作業指示 1: 本文にある「これに対して、政府は次々と少子化対策を打ち出してきましたが、何ら出生率にインパクトを与えることができませんでした。」という一文を英語に訳してください。
作業指示 2:
次の(a)〜(c)の記述が本文の内容と合っているか、それぞれ「はい」か「いいえ」で答え、判断の根拠となる本文の語句をそのまま引用してください。
(a) 合計特殊出生率が初めて2.0を下回ったのは1961年である。
(b) 「育児休業法」は1985年に施行された。
(c) 1972年施行の「勤労婦人福祉法」が、女性活躍推進の法整備の契機となった。

本文:
==================================================

既に日本にとって火急の課題である人口減少。政府も手をこまねいていたわけではなく、次々と対策を打ち出してきた。だが出生率の低下は止まらない。従来の少子化対策には根本的に欠落しているものがあり、このままでは「女性活躍推進」=「少子化推進」の悪循環を繰り返すことになる──。ニッセイ基礎研究所の天野馨南子研究員は、自身の過酷な経験も踏まえた上で、そう指摘する。(まとめ/ダイヤモンド・オンライン 河野拓郎)

次々と打ち出された政府の少子化対策
だが出生率の低下は止まらなかった

従来の政策は“育児環境支援”が中心だったが…… Photo:milatas-Fotolia.com

 日本の少子化が始まったのは半世紀以上も前です。1961年に初めて合計特殊出生率(以下、出生率)が2.0を切り、75年以降は2.0を常に下回り続けています。要は女性1人から2人の子どもが生まれない、ということですが、98年以降は恒常的に1.5を切る、先進国でも最低レベルの超低出生率となっています。

 これに対して、政府は次々と少子化対策を打ち出してきましたが、何ら出生率にインパクトを与えることができませんでした。

 低出生率の要因には、他の先進国と同様、「女性の社会進出」があります。まずその流れと、政府の少子化対策の歴史を大まかに振り返ってみます。

あまの・かなこ
1995年東京大学経済学部卒業。日本生命保険相互会社を経て現職。専門分野は女性活躍推進・少子化対策。日本労務学会、日本性差医学・医療学会、日本保険学会、日本証券アナリスト協会、性差医療情報ネットワーク会員。著書に『人を活かす企業が伸びる─人事戦略としてのワーク・ライフ・バランス』、『子育て支援シリーズ 第2巻 ワーク・ライフ・バランス─仕事と子育ての両立支援』(いずれも共著)。

 戦後、戦争未亡人も含め女性を労働力化していこうという動きがありました。その中で、女性の労働に関する法律としては1972年に「勤労婦人福祉法」が施行されました。しかしこの時点では、女性活用というよりはあくまでも母性保護の観点にすぎなかったと思います。女性活躍推進の法整備の契機となったのは、85年の「女性差別撤廃条約」に日本が批准したことです。それに取り組まないことには先進国と認めてもらえない、という状況だったのです。

 当時、既に出生率は2.0を切っていましたが、その後92年まで、育児休業に関する規定はありませんでした。“勝手に産んで、勝手に働いてください”ということだったわけです。女性は、仕事を取るか、出産を取るか、という選択肢しかなかった。

 当然ながら、出生率はさらに下がってきます。そして89年、「1.57ショック」が起こります。迷信とはいえ歴史的に出生率が下がる直近の丙午(ひのえうま)の年を下回るような、低出生率に突入したのです。

 これはまずいということで、92年、「育児休業法」が施行されました。後手後手に回った感は否めませんが、同年以降は、育児支援に関する法律が5年を置かない間隔で次々と打ち出されてきています。その背景には、先進国の中でも異常なスピードで日本の出生率が低下している、ということがあります。

==================================================

提供データ:
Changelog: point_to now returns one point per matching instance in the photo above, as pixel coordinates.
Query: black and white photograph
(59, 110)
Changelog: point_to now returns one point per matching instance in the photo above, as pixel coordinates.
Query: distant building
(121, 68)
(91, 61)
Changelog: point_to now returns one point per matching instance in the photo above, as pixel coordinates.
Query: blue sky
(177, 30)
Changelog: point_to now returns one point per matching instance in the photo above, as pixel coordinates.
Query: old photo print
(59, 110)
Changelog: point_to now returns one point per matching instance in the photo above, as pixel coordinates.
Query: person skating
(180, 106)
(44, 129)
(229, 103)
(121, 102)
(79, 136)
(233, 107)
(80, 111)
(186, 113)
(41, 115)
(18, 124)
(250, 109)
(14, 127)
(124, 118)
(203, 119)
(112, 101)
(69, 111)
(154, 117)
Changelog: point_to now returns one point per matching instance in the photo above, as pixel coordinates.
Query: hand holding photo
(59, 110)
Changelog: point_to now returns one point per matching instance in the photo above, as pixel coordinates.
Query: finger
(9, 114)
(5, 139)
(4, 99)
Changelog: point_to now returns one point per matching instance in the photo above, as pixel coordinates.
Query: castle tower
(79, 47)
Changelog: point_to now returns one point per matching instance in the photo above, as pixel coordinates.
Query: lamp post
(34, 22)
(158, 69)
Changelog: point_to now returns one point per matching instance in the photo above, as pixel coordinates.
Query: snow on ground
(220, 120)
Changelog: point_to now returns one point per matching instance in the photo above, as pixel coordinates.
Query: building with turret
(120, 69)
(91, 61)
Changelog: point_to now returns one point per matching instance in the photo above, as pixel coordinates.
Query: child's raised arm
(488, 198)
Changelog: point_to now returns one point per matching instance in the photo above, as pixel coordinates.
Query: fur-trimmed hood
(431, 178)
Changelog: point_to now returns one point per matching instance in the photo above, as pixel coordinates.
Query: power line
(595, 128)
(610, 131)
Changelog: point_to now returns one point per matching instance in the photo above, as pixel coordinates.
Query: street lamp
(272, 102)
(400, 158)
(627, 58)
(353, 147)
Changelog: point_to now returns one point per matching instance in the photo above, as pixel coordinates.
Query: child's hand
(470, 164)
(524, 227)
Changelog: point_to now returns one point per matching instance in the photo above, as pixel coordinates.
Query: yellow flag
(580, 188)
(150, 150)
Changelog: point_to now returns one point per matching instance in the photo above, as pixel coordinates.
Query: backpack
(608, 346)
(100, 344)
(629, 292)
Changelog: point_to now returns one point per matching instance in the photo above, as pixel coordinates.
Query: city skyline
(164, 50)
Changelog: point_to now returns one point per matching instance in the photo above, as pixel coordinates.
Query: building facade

==================================================

解答 1: In response, the government rolled out one measure against the declining birthrate after another, but none of them had any impact on the birthrate.

解答 2:
(a) はい。「1961年に初めて合計特殊出生率(以下、出生率)が2.0を切り」
(b) いいえ。「92年、「育児休業法」が施行されました」
(c) いいえ。「女性活躍推進の法整備の契機となったのは、85年の「女性差別撤廃条約」に日本が批准したことです」